== INFORMATION SHOWN ==
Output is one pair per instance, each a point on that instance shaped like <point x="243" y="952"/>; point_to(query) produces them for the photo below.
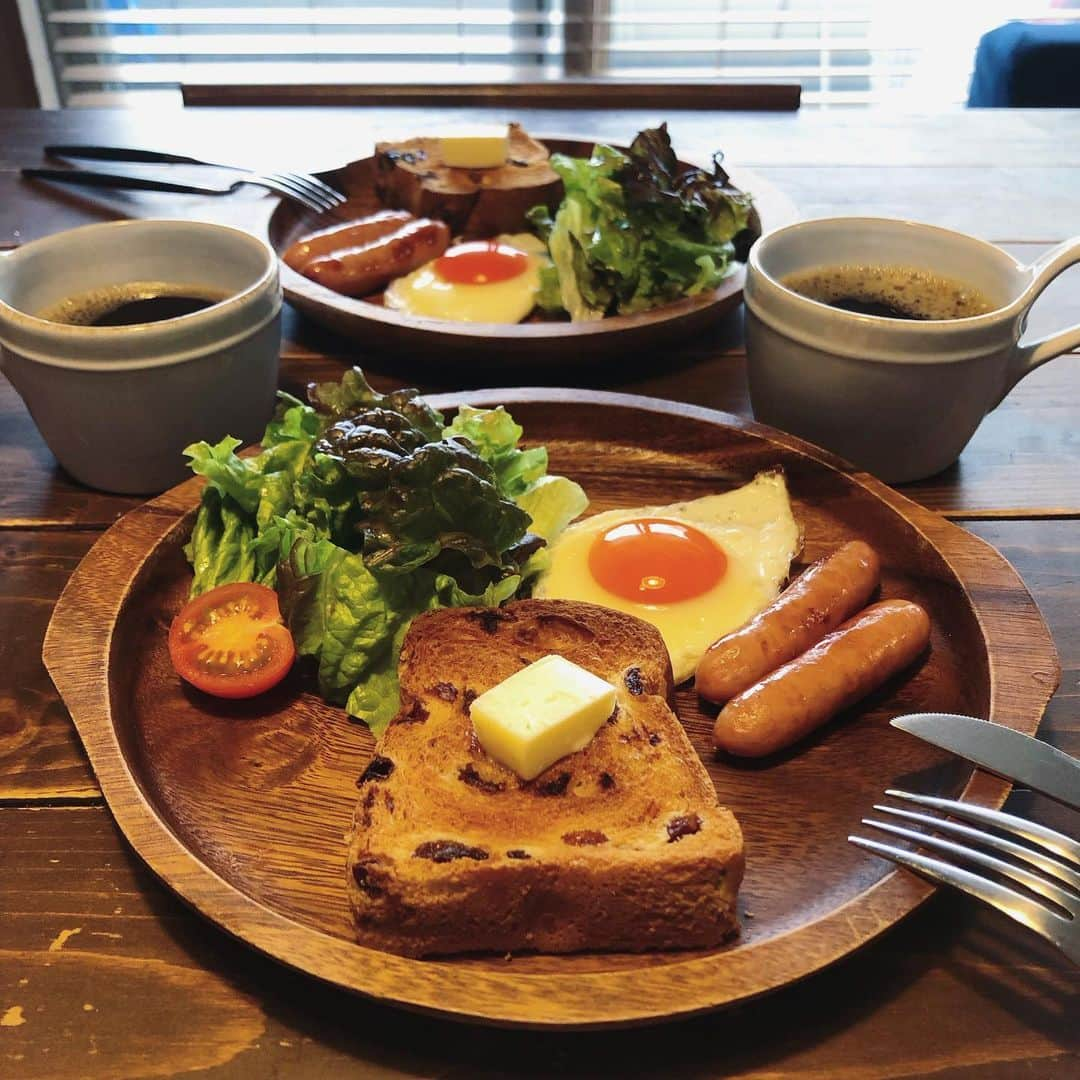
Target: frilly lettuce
<point x="364" y="510"/>
<point x="633" y="232"/>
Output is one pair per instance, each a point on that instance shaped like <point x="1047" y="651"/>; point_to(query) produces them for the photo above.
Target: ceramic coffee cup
<point x="118" y="404"/>
<point x="899" y="397"/>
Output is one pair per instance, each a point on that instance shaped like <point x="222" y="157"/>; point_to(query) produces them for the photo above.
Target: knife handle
<point x="88" y="178"/>
<point x="120" y="153"/>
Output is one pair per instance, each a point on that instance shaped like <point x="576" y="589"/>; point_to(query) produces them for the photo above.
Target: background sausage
<point x="359" y="271"/>
<point x="340" y="237"/>
<point x="813" y="605"/>
<point x="842" y="667"/>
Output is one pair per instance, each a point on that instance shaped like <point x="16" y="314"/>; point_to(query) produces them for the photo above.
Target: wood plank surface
<point x="40" y="753"/>
<point x="956" y="990"/>
<point x="1024" y="460"/>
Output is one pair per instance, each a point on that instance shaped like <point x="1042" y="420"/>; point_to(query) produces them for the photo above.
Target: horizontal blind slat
<point x="855" y="52"/>
<point x="267" y="45"/>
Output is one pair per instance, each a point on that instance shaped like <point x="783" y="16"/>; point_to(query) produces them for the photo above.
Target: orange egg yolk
<point x="656" y="561"/>
<point x="482" y="262"/>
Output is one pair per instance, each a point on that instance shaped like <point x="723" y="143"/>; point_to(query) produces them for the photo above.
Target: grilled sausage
<point x="836" y="673"/>
<point x="358" y="271"/>
<point x="832" y="590"/>
<point x="340" y="237"/>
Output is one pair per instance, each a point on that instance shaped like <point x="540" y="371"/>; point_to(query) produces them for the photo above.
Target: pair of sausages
<point x="815" y="650"/>
<point x="364" y="256"/>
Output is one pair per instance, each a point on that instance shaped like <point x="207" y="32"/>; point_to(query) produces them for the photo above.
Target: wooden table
<point x="104" y="973"/>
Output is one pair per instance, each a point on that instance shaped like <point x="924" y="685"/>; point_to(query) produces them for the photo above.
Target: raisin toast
<point x="474" y="202"/>
<point x="621" y="846"/>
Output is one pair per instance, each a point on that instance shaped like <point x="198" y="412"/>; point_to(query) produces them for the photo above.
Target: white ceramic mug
<point x="118" y="404"/>
<point x="899" y="397"/>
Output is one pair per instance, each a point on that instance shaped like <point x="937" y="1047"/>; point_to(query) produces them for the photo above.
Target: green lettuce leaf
<point x="494" y="434"/>
<point x="364" y="510"/>
<point x="552" y="502"/>
<point x="221" y="547"/>
<point x="633" y="231"/>
<point x="238" y="477"/>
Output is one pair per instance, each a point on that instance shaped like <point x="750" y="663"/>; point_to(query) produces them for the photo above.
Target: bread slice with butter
<point x="621" y="846"/>
<point x="474" y="202"/>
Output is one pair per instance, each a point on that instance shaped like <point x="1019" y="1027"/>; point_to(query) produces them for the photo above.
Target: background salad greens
<point x="633" y="231"/>
<point x="364" y="510"/>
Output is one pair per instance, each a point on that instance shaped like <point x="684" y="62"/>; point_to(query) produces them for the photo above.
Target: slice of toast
<point x="473" y="202"/>
<point x="621" y="846"/>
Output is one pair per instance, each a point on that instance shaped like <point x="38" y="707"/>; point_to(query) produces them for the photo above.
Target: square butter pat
<point x="483" y="147"/>
<point x="551" y="709"/>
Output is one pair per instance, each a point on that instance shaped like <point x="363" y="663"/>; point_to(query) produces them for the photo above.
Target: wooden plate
<point x="242" y="808"/>
<point x="486" y="343"/>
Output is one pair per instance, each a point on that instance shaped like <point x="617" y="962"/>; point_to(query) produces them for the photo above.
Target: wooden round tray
<point x="486" y="343"/>
<point x="242" y="808"/>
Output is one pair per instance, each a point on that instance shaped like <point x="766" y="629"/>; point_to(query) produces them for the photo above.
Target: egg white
<point x="753" y="526"/>
<point x="423" y="293"/>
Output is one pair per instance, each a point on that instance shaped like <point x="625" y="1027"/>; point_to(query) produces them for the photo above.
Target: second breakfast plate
<point x="550" y="342"/>
<point x="242" y="808"/>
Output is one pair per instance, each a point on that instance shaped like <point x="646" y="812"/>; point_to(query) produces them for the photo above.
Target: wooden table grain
<point x="103" y="973"/>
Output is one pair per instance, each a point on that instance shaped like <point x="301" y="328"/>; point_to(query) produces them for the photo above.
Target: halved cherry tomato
<point x="231" y="642"/>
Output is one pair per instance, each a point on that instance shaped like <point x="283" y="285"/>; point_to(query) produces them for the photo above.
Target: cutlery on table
<point x="309" y="199"/>
<point x="1008" y="753"/>
<point x="1044" y="863"/>
<point x="301" y="183"/>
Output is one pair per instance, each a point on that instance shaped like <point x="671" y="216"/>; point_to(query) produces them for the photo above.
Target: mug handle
<point x="1033" y="354"/>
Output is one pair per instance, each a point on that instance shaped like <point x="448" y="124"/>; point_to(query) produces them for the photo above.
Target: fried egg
<point x="488" y="281"/>
<point x="696" y="570"/>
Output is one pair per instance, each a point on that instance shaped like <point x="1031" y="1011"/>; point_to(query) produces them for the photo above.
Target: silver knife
<point x="1002" y="751"/>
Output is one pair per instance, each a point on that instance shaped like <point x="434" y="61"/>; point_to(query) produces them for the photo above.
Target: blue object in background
<point x="1027" y="65"/>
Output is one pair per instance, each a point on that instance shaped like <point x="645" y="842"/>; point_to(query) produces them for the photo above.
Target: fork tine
<point x="1047" y="838"/>
<point x="297" y="184"/>
<point x="1018" y="874"/>
<point x="267" y="181"/>
<point x="321" y="186"/>
<point x="1031" y="914"/>
<point x="1021" y="851"/>
<point x="299" y="190"/>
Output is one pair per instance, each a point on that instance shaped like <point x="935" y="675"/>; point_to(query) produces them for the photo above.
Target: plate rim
<point x="95" y="597"/>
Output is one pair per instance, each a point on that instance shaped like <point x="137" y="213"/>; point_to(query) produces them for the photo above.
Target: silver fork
<point x="118" y="181"/>
<point x="1054" y="854"/>
<point x="305" y="188"/>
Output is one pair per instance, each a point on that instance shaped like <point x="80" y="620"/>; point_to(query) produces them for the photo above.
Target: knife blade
<point x="1000" y="750"/>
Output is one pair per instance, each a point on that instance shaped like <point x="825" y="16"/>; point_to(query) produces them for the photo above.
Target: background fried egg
<point x="426" y="293"/>
<point x="696" y="569"/>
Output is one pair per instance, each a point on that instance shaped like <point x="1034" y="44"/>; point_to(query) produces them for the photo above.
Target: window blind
<point x="841" y="52"/>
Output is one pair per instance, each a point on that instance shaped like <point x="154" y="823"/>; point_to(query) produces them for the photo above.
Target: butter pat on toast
<point x="621" y="846"/>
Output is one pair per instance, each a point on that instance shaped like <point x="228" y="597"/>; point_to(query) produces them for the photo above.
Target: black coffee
<point x="890" y="292"/>
<point x="132" y="304"/>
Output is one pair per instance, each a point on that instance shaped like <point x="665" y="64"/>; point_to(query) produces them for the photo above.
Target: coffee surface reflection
<point x="890" y="292"/>
<point x="132" y="304"/>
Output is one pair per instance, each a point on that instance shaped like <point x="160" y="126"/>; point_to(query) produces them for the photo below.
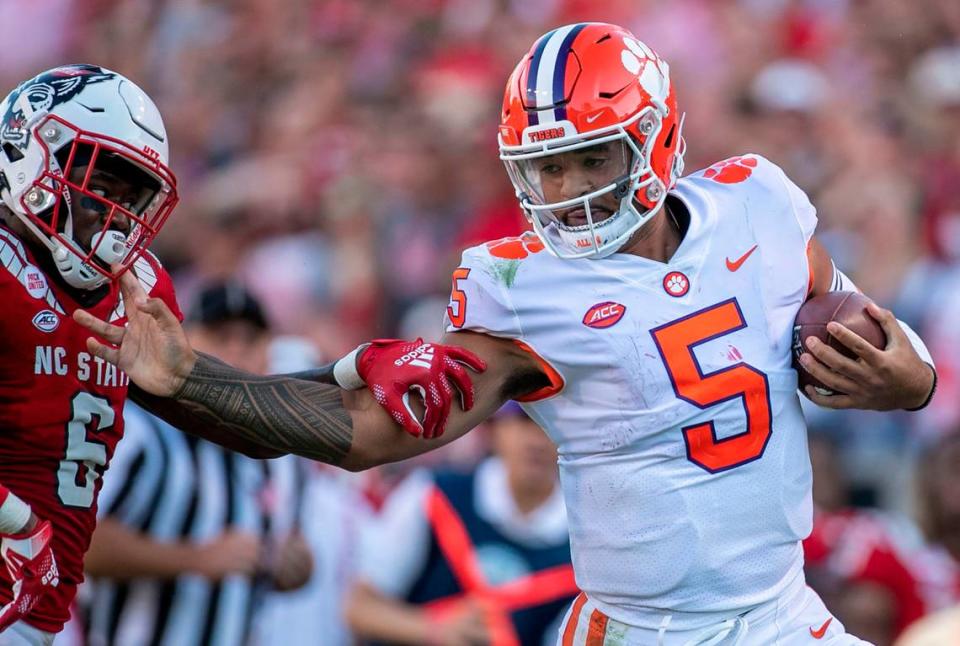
===
PROBLEM TO WORK ON
Where a record holds a picture, leave the picture out and restate the rest word for word.

YOUR RESPONSE
Output is one pair per instance, each a point on that instance shaped like <point x="243" y="952"/>; point_to(query) produces them for the photo below.
Target: frilly lettuce
<point x="364" y="510"/>
<point x="633" y="232"/>
Output is one pair per instance, each a point on that instance shaped like <point x="1047" y="651"/>; point_to(query) produces them for the photo above.
Target: ceramic coffee cup
<point x="118" y="404"/>
<point x="899" y="397"/>
Output is one pair per instance, each a point on that instance shaped like <point x="222" y="157"/>; point_to(query) produces them for the photo above.
Target: knife handle
<point x="88" y="178"/>
<point x="120" y="153"/>
Output is one pair per instance, each a point on that instance shaped like <point x="576" y="589"/>; point_to(query) produces them for the photo above.
Target: background sausage
<point x="359" y="271"/>
<point x="340" y="237"/>
<point x="813" y="605"/>
<point x="842" y="667"/>
Output is one pair per instance, each a point on that instance shaped like <point x="16" y="314"/>; point_to(query) produces them for the photo above.
Target: wood plank surface
<point x="40" y="753"/>
<point x="956" y="990"/>
<point x="1024" y="460"/>
Output is one pair per instance, each a point on that instance shaped like <point x="1042" y="420"/>; point_to(query) produces them for the photo above.
Target: horizontal blind slat
<point x="855" y="52"/>
<point x="267" y="45"/>
Output is one pair per instance, each a point on that instance shaped like <point x="783" y="16"/>; point_to(query) produces them for the photo above.
Target: orange egg yolk
<point x="656" y="561"/>
<point x="482" y="262"/>
Output is one pair per instance, each a point on that instance shaped like <point x="723" y="143"/>; point_to(query) produces them for the photo above.
Target: grilled sausage
<point x="836" y="673"/>
<point x="358" y="271"/>
<point x="832" y="590"/>
<point x="340" y="237"/>
Output is one pair per instance, each a point on that instance shaped like <point x="540" y="371"/>; point_to(query) produces them for the photo above.
Target: pair of sausages
<point x="815" y="650"/>
<point x="364" y="256"/>
Output is one pair per instance, each a point on that instance shaped like <point x="207" y="32"/>; point_to(query) produces them for the photo above.
Target: wooden table
<point x="104" y="973"/>
Output is one pair per instance, each a point on that instance shaped like <point x="924" y="685"/>; point_to(query) produces them for the photo above.
Target: raisin toast
<point x="474" y="202"/>
<point x="621" y="846"/>
Output is one pair per instance, each a point on that instance shaped like <point x="198" y="412"/>; point_to(query) produces them for the photo above.
Target: white ceramic mug
<point x="118" y="404"/>
<point x="899" y="397"/>
Output is one pair per instance, each a point on that instance shaped like <point x="937" y="1047"/>; point_to(query) produces them for the photo above.
Target: green lettuce leaf
<point x="494" y="434"/>
<point x="364" y="510"/>
<point x="552" y="502"/>
<point x="221" y="547"/>
<point x="633" y="231"/>
<point x="238" y="477"/>
Output is one pair per instance, each a point on that instance shaped like <point x="750" y="663"/>; point_to(query) produces them for the photo above.
Target: bread slice with butter
<point x="621" y="846"/>
<point x="474" y="202"/>
Output is one pair per instance, each a point on that instance shaped like <point x="1019" y="1027"/>; point_to(query) produces them for the photo above.
Target: background salad greens
<point x="633" y="231"/>
<point x="364" y="510"/>
Output is one pair per instance, each a point on that instance shaped like <point x="684" y="62"/>; point_to(query) produces them for the photo above.
Target: slice of toast
<point x="473" y="202"/>
<point x="621" y="846"/>
Output is one pair per instance, each a point on that instance shaped like <point x="38" y="707"/>; point_to(query) produces them for the photo above.
Target: square butter pat
<point x="483" y="147"/>
<point x="551" y="709"/>
Output is one pair per instance, each a point on that instance shaped like <point x="363" y="663"/>; point_to(query) produces them for the photo above.
Target: wooden plate
<point x="242" y="808"/>
<point x="486" y="343"/>
Output is one pair per instance, each a point on that instance shaped like <point x="617" y="962"/>; point_to(query) produces them for the photo above.
Target: wooden round tray
<point x="486" y="343"/>
<point x="242" y="808"/>
Output is one pair per instance, each a point on that instance shaped like <point x="766" y="629"/>; point_to(query) produces them for the photo above.
Target: egg white
<point x="753" y="526"/>
<point x="423" y="293"/>
Output is one pair per instance, each a point on that instance shaped like <point x="625" y="1027"/>; point_to(query) produces them for the photo above.
Target: second breakfast plate
<point x="550" y="342"/>
<point x="242" y="808"/>
Output is one pair per instance, each a point on that instance shaped like <point x="646" y="812"/>; point_to(query) produces them for the photo above.
Target: wooden table grain
<point x="103" y="973"/>
Output is one pair per instance, each a point on that instance shaped like <point x="301" y="328"/>; point_to(query) produces them for the photo above.
Target: halved cherry tomato
<point x="231" y="642"/>
Output is one pair per instance, each a point on that instance shaped like <point x="283" y="285"/>; point_to(query) produces them for the photo above.
Target: cutlery on table
<point x="309" y="199"/>
<point x="1008" y="753"/>
<point x="1044" y="863"/>
<point x="301" y="183"/>
Output is one pair per instance, each a point on that instance shaped like <point x="671" y="216"/>; point_to(query) produces them for the photo above.
Target: mug handle
<point x="1033" y="354"/>
Output is one pair per instance, each a point on that instance shaped like <point x="448" y="124"/>; point_to(query) produces them for the photo above.
Target: fried egg
<point x="488" y="281"/>
<point x="696" y="570"/>
Output is one pair per instance, each a point on that instance shaped like <point x="1031" y="1011"/>; point_to(query) produces them for the photo above.
Target: silver knife
<point x="1002" y="751"/>
Output is one pair per instance, each a point on that instance shaped like <point x="434" y="61"/>; point_to(query) produces them for the photo above.
Target: blue object in background
<point x="1027" y="65"/>
Output is one pair per instance, each a point on that instance shaped like <point x="645" y="842"/>; point_to(query) produces them for the photo above.
Target: fork tine
<point x="1047" y="838"/>
<point x="297" y="184"/>
<point x="1018" y="874"/>
<point x="267" y="181"/>
<point x="321" y="186"/>
<point x="1031" y="914"/>
<point x="1021" y="851"/>
<point x="299" y="190"/>
Output is one pair per instance, each a point on that instance shaped like <point x="935" y="675"/>; point_to(query) produces them for the photo above.
Target: plate rim
<point x="95" y="597"/>
Output is one pair per instance, each a point on that instance shaped like <point x="137" y="213"/>; point_to(query) produces them for the photo above.
Target: silver fork
<point x="118" y="181"/>
<point x="1054" y="854"/>
<point x="305" y="188"/>
Output is one pair per instance, each a point on that instance shaped like <point x="80" y="620"/>; point_to(query) produces them for the photo above.
Target: knife blade
<point x="1000" y="750"/>
Output is one pair per instance, each a point on that instance shaped like <point x="825" y="16"/>; point_to(query) produces them for the photo above.
Target: background fried egg
<point x="426" y="293"/>
<point x="696" y="569"/>
Output is one pair per instance, each a point on that instance shaped like <point x="1034" y="44"/>; point_to(query) produces them for the photo above.
Target: window blind
<point x="841" y="52"/>
Output is one pair per instance, each a point on that instance shaped like <point x="154" y="823"/>; point_to(query) produces them for the photo above.
Target: butter pat on toast
<point x="621" y="846"/>
Output is one pair per instance, each a point on that instance shaped like <point x="228" y="597"/>; point_to(query) produces them for the photo above.
Target: black coffee
<point x="890" y="292"/>
<point x="132" y="304"/>
Output is one pair per instance, each a point on that instance shaped like <point x="665" y="64"/>; point_to(query) produces them for the photo above.
Target: coffee surface reflection
<point x="890" y="292"/>
<point x="132" y="304"/>
Output is one pair per instance, each a point on that instance shaped like <point x="160" y="126"/>; point_to(query) produces them for the photo below.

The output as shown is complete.